Records from a collection
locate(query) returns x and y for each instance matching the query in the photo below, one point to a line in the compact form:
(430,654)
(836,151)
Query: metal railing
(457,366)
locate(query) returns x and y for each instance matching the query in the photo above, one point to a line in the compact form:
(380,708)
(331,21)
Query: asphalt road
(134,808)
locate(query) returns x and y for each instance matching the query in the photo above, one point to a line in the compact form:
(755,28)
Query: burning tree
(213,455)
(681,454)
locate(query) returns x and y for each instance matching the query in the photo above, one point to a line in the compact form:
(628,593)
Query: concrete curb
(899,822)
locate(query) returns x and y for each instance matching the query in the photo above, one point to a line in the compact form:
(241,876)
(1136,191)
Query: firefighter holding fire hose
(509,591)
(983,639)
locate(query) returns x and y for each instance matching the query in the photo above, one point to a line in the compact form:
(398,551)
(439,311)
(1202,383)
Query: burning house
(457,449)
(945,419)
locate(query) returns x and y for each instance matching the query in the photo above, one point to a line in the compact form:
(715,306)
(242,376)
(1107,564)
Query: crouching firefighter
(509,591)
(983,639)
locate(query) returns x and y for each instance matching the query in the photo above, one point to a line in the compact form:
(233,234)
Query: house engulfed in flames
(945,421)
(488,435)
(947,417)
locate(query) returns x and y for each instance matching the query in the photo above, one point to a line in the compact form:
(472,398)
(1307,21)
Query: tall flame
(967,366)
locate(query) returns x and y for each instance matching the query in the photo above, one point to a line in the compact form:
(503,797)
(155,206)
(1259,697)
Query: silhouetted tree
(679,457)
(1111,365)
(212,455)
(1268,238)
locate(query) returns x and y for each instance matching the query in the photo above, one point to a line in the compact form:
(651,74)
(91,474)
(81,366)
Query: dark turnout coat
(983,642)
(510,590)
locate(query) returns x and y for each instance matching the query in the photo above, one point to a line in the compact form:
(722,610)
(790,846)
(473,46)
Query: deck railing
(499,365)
...
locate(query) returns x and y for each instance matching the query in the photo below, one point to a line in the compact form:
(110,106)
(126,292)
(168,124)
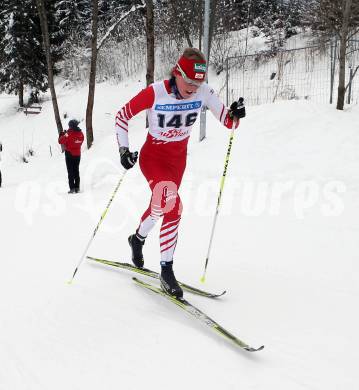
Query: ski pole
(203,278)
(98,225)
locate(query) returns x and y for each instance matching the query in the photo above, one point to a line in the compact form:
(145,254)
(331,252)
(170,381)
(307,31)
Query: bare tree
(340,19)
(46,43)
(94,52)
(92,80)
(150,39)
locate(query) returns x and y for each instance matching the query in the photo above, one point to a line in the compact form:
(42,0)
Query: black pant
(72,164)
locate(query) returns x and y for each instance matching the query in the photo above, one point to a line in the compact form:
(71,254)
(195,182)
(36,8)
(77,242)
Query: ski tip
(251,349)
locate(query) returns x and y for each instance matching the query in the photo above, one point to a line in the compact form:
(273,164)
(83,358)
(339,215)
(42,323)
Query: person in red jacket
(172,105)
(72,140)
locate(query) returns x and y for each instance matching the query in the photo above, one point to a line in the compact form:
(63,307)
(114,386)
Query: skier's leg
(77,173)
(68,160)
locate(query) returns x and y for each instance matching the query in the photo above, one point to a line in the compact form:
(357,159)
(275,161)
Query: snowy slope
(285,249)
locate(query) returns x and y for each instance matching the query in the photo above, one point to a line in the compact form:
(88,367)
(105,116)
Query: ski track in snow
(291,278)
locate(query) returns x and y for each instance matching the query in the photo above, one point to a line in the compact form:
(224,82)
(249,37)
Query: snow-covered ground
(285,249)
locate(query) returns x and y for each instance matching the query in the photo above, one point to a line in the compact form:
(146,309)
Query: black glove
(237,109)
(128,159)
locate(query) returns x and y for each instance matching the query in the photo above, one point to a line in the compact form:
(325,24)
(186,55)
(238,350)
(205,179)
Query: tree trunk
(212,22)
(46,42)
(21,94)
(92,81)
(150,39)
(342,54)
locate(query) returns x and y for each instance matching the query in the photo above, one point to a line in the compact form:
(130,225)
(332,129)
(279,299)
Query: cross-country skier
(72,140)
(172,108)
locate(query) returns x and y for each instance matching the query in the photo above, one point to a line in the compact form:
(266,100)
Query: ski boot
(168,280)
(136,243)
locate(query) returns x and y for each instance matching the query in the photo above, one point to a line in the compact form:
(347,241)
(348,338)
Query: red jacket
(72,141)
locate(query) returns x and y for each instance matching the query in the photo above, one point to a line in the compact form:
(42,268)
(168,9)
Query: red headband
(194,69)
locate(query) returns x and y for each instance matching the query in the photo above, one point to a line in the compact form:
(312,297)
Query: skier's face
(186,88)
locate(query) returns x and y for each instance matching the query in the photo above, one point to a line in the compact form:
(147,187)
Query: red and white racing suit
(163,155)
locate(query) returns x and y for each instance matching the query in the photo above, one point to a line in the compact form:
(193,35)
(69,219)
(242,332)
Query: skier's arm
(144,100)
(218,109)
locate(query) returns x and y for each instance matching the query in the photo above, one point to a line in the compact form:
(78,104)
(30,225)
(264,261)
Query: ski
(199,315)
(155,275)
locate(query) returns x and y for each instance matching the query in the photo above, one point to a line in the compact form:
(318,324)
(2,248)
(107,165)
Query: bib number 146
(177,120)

» **Short problem**: Show each line of the material above that has the word "firefighter" in it, copying every such line in full.

» **Answer to this exercise**:
Query: firefighter holding fire hose
Query: crouching firefighter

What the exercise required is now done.